### Aim
Pull out every line in the entries below that contains the string "stripe".
* begin Excerpted data *
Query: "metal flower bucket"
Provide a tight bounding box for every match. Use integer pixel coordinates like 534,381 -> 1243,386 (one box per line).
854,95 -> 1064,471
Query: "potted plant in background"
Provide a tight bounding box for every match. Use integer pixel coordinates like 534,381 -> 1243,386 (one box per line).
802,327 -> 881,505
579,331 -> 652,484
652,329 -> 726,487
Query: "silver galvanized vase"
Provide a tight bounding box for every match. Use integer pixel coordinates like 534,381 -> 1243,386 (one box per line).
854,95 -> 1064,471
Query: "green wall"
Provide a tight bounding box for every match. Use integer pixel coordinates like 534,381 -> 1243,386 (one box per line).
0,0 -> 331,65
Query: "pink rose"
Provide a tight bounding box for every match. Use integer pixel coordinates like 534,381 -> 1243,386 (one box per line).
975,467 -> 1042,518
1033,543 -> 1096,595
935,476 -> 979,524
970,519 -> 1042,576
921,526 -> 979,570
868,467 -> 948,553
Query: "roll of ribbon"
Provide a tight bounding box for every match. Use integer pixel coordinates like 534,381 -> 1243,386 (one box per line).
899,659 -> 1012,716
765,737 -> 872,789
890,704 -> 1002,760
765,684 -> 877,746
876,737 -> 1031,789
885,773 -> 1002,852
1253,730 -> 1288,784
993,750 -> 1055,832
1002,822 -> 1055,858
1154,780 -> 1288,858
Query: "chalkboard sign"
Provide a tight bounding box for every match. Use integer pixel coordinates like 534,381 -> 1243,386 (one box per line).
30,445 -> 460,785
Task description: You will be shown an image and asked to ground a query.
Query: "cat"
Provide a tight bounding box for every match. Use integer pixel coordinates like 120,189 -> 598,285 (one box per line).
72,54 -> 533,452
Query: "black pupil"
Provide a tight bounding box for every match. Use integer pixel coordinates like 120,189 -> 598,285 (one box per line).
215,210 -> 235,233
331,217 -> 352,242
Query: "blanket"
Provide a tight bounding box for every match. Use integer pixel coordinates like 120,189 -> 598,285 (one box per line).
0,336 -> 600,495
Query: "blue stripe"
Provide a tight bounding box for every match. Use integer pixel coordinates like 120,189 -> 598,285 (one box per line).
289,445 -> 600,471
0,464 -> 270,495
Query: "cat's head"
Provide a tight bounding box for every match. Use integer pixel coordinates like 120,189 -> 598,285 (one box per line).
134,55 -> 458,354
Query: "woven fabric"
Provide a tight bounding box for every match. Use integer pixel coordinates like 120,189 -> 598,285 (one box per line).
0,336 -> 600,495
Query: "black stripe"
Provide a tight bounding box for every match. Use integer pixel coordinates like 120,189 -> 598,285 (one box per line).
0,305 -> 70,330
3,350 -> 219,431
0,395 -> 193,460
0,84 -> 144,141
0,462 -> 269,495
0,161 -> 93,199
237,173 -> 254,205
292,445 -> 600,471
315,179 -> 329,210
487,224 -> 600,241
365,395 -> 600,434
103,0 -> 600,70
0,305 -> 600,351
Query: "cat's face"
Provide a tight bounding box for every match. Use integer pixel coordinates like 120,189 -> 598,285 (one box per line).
* end Excerpted data *
### Answer in full
Query: "blue stripe"
Query: "black stripe"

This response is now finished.